LISTE DES TÂCHES =>
a. D'après le texte source, à quelle peine la Tunisie a-t-elle condamné son ancien président Zine El-Abidine Ben Ali ?
b. Recopiez sans modification, dans le texte source, le passage allant de « Pendant que la » jusqu'à « impossibles à concilier. ».

TEXTE SOURCE =>
★ ★ ★
Il y a ceux qui
réforment par conviction ; ceux qui le font sous la contrainte ; et les autres,
les pays d'Afrique du Nord, qui font semblant de réformer.
Pendant que la Tunisie condamnait son
ancien président Zine El-Abidine
Ben Ali à une lourde peine de prison, l'Egypte se demandait si elle pourra
jamais juger son Raïs Hosni Moubarak. Dans une atmosphère moins frénétique, le
Maroc s'apprête à voter une timide réforme politique proposée par un Roi qui
tente de garder la main, alors que la
Libye, immense désert institutionnel, se prépare à faire ses
premiers pas dans la modernité en payant le prix fort, celui du sang.
Tout ceci se
passe sur la rive sud de la Méditerranée, une zone qui n'a pas su aller au
changement quand il était temps, et qui se trouve aujourd'hui en pleine effervescence.Dès lors, sous la pression et dans l'urgence,
tout le monde fait semblant de vouloir réformer, mais personne ne semble savoir
où mènera cette transition, tant ses acteurs semblent dispersés, éparpillés,
soumis à des intérêts contradictoires impossibles à concilier.
★ ★ ★
DONNÉES FOURNIES =>
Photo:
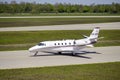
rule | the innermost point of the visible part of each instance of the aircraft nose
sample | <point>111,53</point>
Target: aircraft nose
<point>31,49</point>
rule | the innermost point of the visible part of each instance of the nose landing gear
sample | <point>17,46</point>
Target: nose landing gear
<point>35,53</point>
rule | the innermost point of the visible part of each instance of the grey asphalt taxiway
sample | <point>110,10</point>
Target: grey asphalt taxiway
<point>25,59</point>
<point>103,26</point>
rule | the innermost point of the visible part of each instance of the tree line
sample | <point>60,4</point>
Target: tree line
<point>25,7</point>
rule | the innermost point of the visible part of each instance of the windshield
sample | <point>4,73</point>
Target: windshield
<point>41,44</point>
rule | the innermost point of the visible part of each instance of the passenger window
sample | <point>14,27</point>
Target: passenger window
<point>69,43</point>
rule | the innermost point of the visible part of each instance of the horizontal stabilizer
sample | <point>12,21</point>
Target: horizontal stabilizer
<point>100,37</point>
<point>85,36</point>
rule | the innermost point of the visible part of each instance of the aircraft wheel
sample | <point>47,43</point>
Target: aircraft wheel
<point>59,52</point>
<point>35,53</point>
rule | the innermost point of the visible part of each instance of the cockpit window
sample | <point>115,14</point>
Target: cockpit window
<point>41,44</point>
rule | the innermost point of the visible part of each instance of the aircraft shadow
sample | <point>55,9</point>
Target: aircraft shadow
<point>80,54</point>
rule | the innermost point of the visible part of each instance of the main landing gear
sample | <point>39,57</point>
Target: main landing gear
<point>35,53</point>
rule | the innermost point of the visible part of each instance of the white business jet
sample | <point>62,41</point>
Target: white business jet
<point>70,45</point>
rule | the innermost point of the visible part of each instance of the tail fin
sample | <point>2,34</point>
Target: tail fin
<point>94,35</point>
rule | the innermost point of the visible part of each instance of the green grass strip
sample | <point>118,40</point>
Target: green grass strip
<point>25,39</point>
<point>101,71</point>
<point>16,22</point>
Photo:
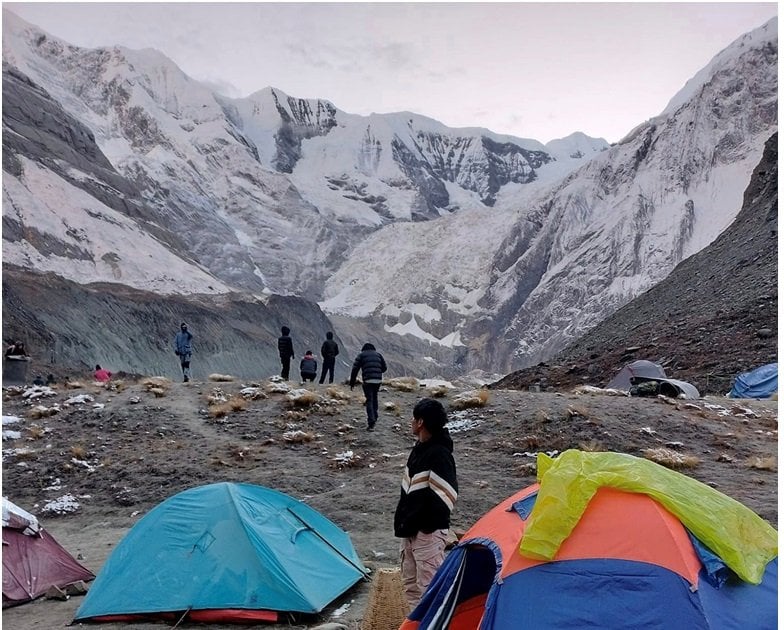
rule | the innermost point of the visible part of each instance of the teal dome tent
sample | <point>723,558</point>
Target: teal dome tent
<point>221,553</point>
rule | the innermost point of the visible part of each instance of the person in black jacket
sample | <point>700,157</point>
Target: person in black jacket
<point>373,366</point>
<point>427,495</point>
<point>308,367</point>
<point>286,352</point>
<point>329,350</point>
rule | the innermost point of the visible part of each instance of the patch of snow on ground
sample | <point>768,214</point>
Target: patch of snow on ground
<point>62,505</point>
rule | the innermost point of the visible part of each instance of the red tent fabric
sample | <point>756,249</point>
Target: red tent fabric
<point>33,561</point>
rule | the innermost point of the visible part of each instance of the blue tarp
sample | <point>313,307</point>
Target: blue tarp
<point>760,383</point>
<point>226,546</point>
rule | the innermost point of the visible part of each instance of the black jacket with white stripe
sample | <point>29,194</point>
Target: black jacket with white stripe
<point>429,488</point>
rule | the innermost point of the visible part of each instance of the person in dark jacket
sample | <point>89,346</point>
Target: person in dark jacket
<point>427,495</point>
<point>373,366</point>
<point>308,367</point>
<point>184,350</point>
<point>286,352</point>
<point>329,350</point>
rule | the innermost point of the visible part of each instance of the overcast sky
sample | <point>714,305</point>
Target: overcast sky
<point>533,70</point>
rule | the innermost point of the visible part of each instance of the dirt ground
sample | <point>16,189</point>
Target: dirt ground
<point>128,447</point>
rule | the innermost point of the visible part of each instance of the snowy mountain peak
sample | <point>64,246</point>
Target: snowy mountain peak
<point>471,248</point>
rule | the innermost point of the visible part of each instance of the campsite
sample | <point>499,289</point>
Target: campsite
<point>91,461</point>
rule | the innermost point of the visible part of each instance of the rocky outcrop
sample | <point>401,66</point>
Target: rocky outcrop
<point>70,327</point>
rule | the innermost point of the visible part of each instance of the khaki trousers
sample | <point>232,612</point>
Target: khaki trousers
<point>420,557</point>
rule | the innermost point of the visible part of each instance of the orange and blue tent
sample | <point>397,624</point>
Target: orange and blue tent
<point>606,552</point>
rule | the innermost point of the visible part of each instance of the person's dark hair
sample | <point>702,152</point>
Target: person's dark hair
<point>432,413</point>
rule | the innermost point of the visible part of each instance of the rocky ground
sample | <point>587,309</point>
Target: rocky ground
<point>96,465</point>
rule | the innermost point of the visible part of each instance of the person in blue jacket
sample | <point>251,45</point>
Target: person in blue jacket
<point>184,349</point>
<point>372,364</point>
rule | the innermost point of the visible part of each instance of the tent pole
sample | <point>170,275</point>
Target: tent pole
<point>362,570</point>
<point>185,614</point>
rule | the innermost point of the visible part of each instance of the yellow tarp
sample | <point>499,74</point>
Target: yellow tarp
<point>743,540</point>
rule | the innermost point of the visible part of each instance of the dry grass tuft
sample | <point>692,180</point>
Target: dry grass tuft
<point>577,411</point>
<point>763,463</point>
<point>298,436</point>
<point>239,453</point>
<point>527,469</point>
<point>592,446</point>
<point>542,417</point>
<point>220,410</point>
<point>238,403</point>
<point>349,459</point>
<point>439,391</point>
<point>78,451</point>
<point>304,399</point>
<point>156,382</point>
<point>337,393</point>
<point>221,378</point>
<point>36,432</point>
<point>467,400</point>
<point>392,407</point>
<point>671,459</point>
<point>529,441</point>
<point>39,411</point>
<point>403,383</point>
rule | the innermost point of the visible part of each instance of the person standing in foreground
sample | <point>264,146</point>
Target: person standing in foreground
<point>183,349</point>
<point>427,495</point>
<point>286,352</point>
<point>373,366</point>
<point>329,350</point>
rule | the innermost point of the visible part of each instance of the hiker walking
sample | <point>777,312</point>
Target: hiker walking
<point>329,350</point>
<point>286,352</point>
<point>308,367</point>
<point>183,349</point>
<point>373,366</point>
<point>427,495</point>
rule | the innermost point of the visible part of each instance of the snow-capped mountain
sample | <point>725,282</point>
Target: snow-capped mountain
<point>519,284</point>
<point>468,247</point>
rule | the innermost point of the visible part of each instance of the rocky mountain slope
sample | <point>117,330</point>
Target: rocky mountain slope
<point>714,316</point>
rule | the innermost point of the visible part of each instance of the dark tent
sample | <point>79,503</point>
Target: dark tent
<point>33,561</point>
<point>637,369</point>
<point>760,383</point>
<point>638,372</point>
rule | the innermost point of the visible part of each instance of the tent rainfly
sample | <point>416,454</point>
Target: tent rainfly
<point>760,383</point>
<point>224,553</point>
<point>607,540</point>
<point>33,561</point>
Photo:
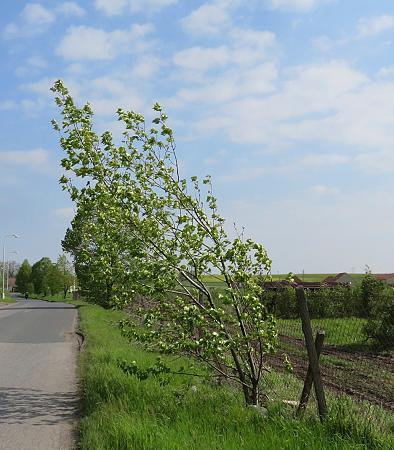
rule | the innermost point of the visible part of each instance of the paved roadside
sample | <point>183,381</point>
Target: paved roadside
<point>38,395</point>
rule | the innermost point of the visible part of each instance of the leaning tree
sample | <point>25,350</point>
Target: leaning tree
<point>169,236</point>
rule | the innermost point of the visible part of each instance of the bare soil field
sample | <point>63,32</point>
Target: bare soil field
<point>365,376</point>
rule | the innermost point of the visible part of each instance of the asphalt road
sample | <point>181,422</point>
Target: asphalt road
<point>38,395</point>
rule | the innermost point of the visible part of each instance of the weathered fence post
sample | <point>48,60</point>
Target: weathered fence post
<point>309,377</point>
<point>312,354</point>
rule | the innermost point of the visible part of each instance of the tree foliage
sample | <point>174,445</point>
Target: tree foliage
<point>156,235</point>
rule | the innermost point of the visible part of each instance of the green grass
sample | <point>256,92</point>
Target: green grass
<point>121,412</point>
<point>218,280</point>
<point>7,300</point>
<point>345,331</point>
<point>51,298</point>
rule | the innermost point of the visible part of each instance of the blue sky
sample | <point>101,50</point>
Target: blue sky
<point>288,104</point>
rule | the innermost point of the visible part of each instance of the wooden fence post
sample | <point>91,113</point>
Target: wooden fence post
<point>309,378</point>
<point>312,355</point>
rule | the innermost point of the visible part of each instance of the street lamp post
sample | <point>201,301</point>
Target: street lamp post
<point>8,268</point>
<point>4,238</point>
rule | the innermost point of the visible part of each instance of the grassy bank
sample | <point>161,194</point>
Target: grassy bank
<point>51,298</point>
<point>121,412</point>
<point>7,300</point>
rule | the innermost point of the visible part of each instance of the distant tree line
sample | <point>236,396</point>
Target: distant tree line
<point>46,277</point>
<point>372,300</point>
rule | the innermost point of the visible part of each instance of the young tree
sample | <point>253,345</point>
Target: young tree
<point>41,276</point>
<point>23,277</point>
<point>170,236</point>
<point>65,273</point>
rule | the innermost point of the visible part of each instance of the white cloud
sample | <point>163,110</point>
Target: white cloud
<point>211,18</point>
<point>147,67</point>
<point>324,160</point>
<point>36,14</point>
<point>8,105</point>
<point>245,47</point>
<point>37,158</point>
<point>64,213</point>
<point>35,19</point>
<point>386,72</point>
<point>321,189</point>
<point>70,9</point>
<point>202,58</point>
<point>328,240</point>
<point>32,65</point>
<point>375,25</point>
<point>323,43</point>
<point>293,5</point>
<point>88,43</point>
<point>328,102</point>
<point>116,7</point>
<point>231,85</point>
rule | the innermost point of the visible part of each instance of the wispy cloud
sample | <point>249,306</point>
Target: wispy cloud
<point>89,43</point>
<point>38,158</point>
<point>321,189</point>
<point>210,18</point>
<point>35,19</point>
<point>116,7</point>
<point>293,5</point>
<point>64,213</point>
<point>375,25</point>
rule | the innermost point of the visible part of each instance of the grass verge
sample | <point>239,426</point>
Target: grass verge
<point>121,412</point>
<point>7,300</point>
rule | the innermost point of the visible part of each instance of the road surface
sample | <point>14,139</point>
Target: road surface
<point>38,396</point>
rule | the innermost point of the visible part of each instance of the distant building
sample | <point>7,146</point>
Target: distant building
<point>387,278</point>
<point>342,278</point>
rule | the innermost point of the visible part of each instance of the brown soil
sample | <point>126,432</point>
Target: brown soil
<point>365,376</point>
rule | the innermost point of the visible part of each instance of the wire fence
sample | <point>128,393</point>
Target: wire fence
<point>350,366</point>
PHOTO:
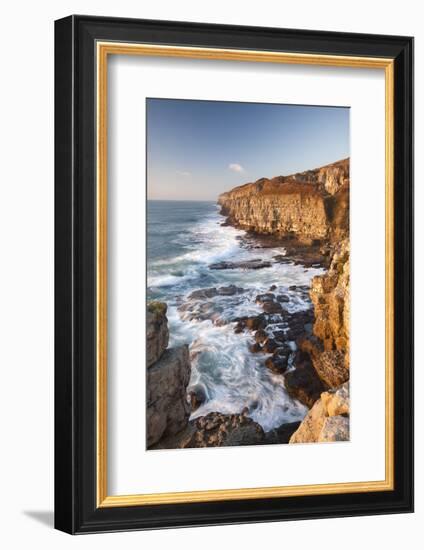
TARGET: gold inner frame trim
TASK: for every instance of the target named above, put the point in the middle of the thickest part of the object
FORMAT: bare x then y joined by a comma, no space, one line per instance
103,50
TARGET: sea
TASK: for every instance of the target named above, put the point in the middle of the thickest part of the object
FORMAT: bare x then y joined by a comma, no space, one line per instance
184,238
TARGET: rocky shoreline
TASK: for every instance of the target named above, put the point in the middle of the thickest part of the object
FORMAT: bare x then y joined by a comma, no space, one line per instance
308,214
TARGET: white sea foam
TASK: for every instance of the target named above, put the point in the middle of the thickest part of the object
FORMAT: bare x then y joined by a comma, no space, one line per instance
231,376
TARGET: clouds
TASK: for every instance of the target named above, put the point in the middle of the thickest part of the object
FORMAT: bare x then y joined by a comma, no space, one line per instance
238,168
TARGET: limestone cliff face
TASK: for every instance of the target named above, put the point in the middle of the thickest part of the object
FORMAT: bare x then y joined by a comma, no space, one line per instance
328,420
168,375
307,206
314,206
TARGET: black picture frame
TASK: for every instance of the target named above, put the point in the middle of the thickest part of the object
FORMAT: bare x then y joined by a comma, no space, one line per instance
76,510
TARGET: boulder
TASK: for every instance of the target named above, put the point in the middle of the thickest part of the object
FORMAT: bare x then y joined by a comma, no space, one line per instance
282,434
216,430
328,419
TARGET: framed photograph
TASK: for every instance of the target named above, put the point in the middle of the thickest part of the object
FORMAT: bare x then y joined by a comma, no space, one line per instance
234,269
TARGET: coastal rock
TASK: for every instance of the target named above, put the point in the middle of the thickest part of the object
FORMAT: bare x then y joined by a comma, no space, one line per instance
328,419
167,406
248,264
217,430
157,333
282,434
299,205
335,428
303,383
197,396
331,366
330,296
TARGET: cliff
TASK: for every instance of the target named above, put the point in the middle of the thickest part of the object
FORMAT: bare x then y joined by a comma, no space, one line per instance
168,375
310,206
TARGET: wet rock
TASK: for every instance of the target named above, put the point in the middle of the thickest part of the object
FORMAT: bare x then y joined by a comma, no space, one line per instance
257,263
230,290
303,383
272,307
157,333
167,407
282,434
255,348
251,323
278,364
283,298
203,294
270,346
217,430
197,396
335,428
261,336
265,298
331,366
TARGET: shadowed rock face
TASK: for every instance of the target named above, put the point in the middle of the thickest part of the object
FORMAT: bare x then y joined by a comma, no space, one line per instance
168,375
216,430
157,333
167,406
305,206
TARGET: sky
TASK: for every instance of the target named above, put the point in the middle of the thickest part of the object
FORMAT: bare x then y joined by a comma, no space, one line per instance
199,149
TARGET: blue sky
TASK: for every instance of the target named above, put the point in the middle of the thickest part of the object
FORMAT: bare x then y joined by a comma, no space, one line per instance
198,149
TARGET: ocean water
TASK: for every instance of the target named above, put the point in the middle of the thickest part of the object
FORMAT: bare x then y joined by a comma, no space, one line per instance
184,239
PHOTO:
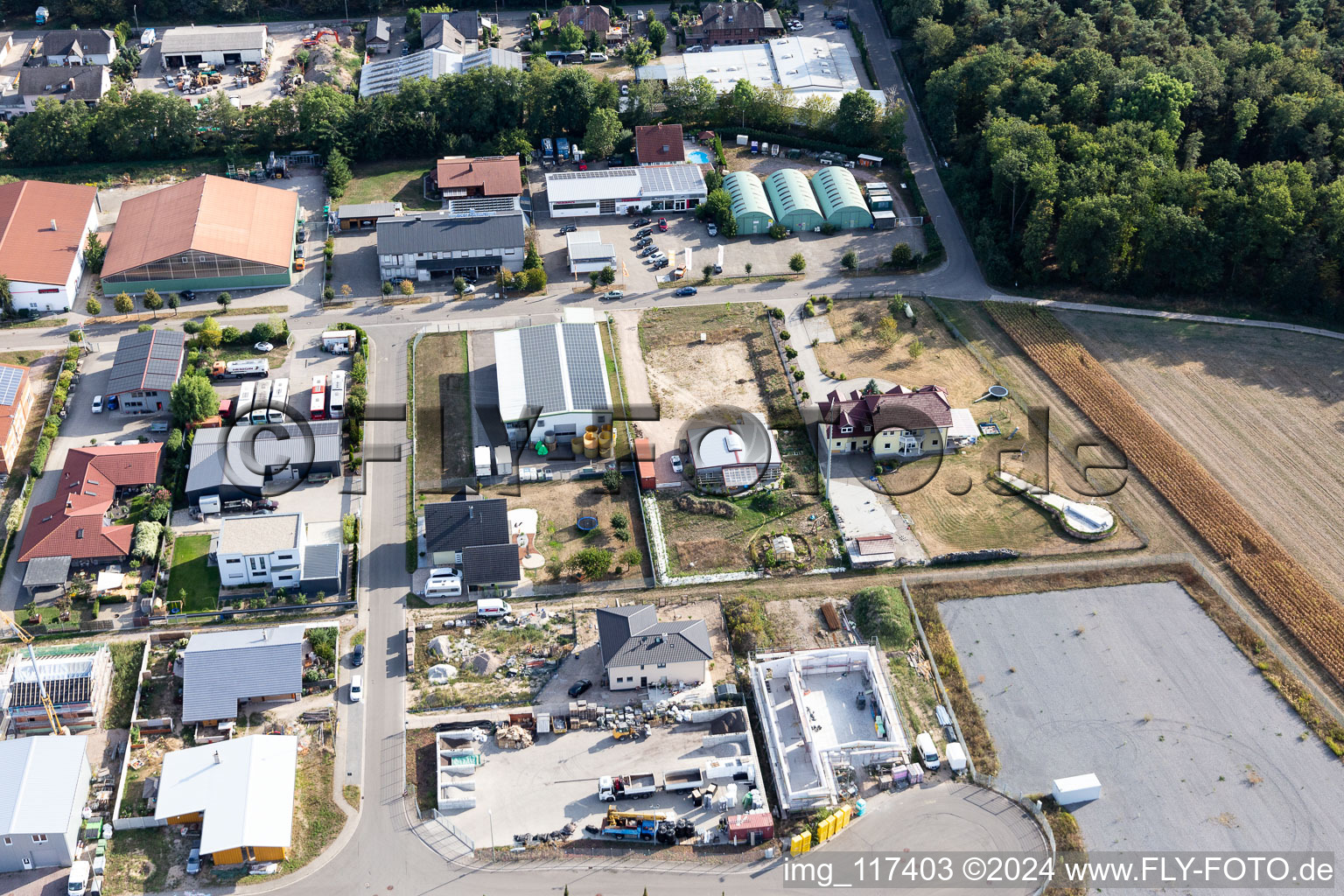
★ ★ ★
RÉSULTATS ATTENDUS =>
a. À une lourde peine de prison.

b.
Pendant que la Tunisie condamnait son
ancien président Zine El-Abidine
Ben Ali à une lourde peine de prison, l'Egypte se demandait si elle pourra
jamais juger son Raïs Hosni Moubarak. Dans une atmosphère moins frénétique, le
Maroc s'apprête à voter une timide réforme politique proposée par un Roi qui
tente de garder la main, alors que la
Libye, immense désert institutionnel, se prépare à faire ses
premiers pas dans la modernité en payant le prix fort, celui du sang.
Tout ceci se
passe sur la rive sud de la Méditerranée, une zone qui n'a pas su aller au
changement quand il était temps, et qui se trouve aujourd'hui en pleine effervescence.Dès lors, sous la pression et dans l'urgence,
tout le monde fait semblant de vouloir réformer, mais personne ne semble savoir
où mènera cette transition, tant ses acteurs semblent dispersés, éparpillés,
soumis à des intérêts contradictoires impossibles à concilier.